Deine Aufgabe A:
Beantworten Sie anhand des Übungstextes über Drogentote die folgenden Fragen.
(i) Welches Amt hat Marlene Mortler inne?
(ii) In welchem Bundesland blieb die Zahl der Drogentoten stabil?
(iii) Wie viele Drogentote gab es laut dem Text in den USA?
Deine Aufgabe B: Setzen Sie den Übungstext über Drogentote in Deutschland nach seinem letzten Satz fort.

Übungstext:
····················

Heroin illegale Droge Nummer Eins

"Jeder Drogentote ist einer zu viel", sagte Marlene Mortler, Drogenbeauftragte der Bundesregierung. "Wir dürfen den Anstieg nicht überbewerten. Wegschauen dürfen wir aber auch nicht." Mortler verwies darauf, dass Heroin immer noch die illegale Droge Nummer Eins sei. Aber auch bei Crack (29 Prozent) und Crystal Meth (20 Prozent) stieg die Zahl der Drogentoten.

Mehr Todesfälle gab es in fast allen Bundesländern. Ausnahme waren Niedersachsen, Nordrhein-Westfalen und Rheinland-Pfalz. Dort waren leichte Rückgänge zu verzeichnen. In Bremen blieb die Zahl der Drogentoten stabil. Insgesamt starben laut Mortler in Deutschland weniger Menschen an illegalen Drogen als in anderen Industriestaaten. In den USA waren es beispielsweise 47.000 Drogentote. Vergleichsweise liegt die Zahl der Menschen, die durch Tabakkonsum sterben, für das Vorjahr bei 121.000.

Doch ruhen lassen kann das niemanden. "Alle in der Politik müssen sich ihrer Verantwortung in dem Bereich bewusst sein, im Bund, in den Ländern, in den Kommunen", so Mortler.

····················

Gesammeltes Material:
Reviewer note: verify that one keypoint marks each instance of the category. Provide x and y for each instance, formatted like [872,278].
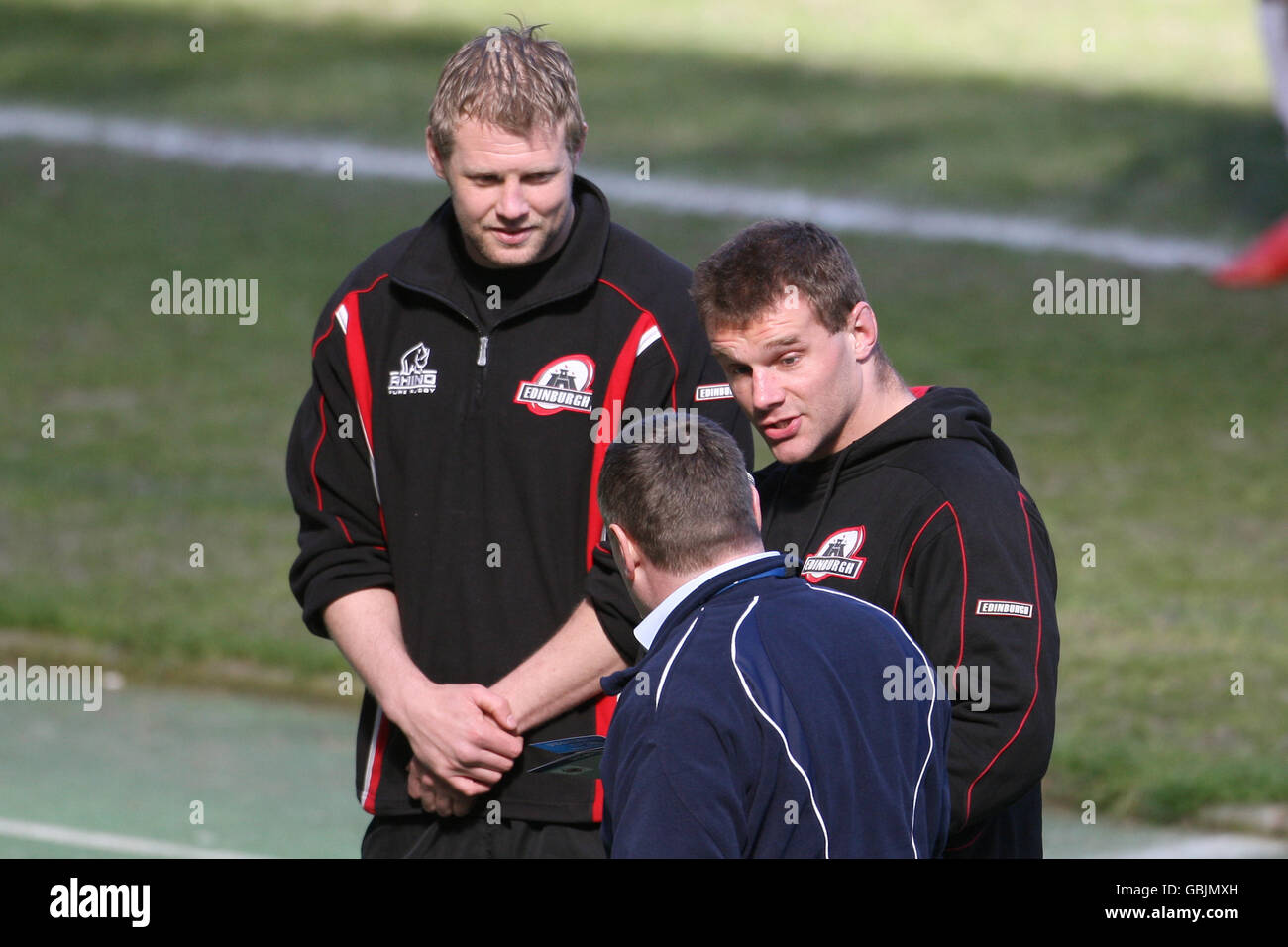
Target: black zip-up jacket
[925,517]
[458,466]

····················

Deine Antwort A:
(i) Sie ist Drogenbeauftragte der Bundesregierung.
(ii) In Bremen.
(iii) 47.000.

Deine Antwort B:
Verbot psychoaktiver Stoffe geplant

Nächste Woche, so Mortler, wolle die Bundesregierung einen Gesetzentwurf zu neuen psychoaktiven Stoffen beschließen. "Damit werden vermeintlich harmlose, in der Realität aber brandgefährliche Substanzen endlich verboten", sagte sie.

Bisher mussten solche Stoffe zunächst in den Geltungsbereich des Betäubungsmittelgesetzes aufgenommen werden. Dann erst konnte ihre Herstellung und Verbreitung bestraft werden. Das führt zu einem ständigen "Hase-und-Igel-Spiel": Ein psychoaktiver Stoff taucht auf, wird analysiert und dann verboten. Anschließend werden in dem Stoff wenige Moleküle leicht modifiziert. So ist ein neuer Stoff entstanden, der erneut verboten werden muss.

Wichtig ist Mortler auch die umfassende Reform des Substitutionsrechts. Darunter versteht man das Ersetzen von illegalen Drogen mit Ersatzstoffen unter ärztlicher Aufsicht. An einer entsprechenden Reform arbeite das Bundesgesundheitsministerium mit Hochdruck. Mortler forderte, dass in Zukunft mehr Ärzte Methadon-Therapien verschreiben können und der Zugang zu solchen Therapien unkomplizierter werde. Gerade im ländlichen Raum sei das notwendig, so die Drogenbeauftragte.

Klare Absage an Legalisierung von Drogen

Eine klare Absage erteilte Mortler allen Forderungen, harte Drogen zu legalisieren: "Das mag gut klingen. In der Praxis ist es ein Irrweg. Heroin, Crack, Kokain sind illegal, weil sie eine zerstörerische Wirkung auf den Menschen haben. Weil sie verboten sind, können wir ihr Angebot in Grenzen halten".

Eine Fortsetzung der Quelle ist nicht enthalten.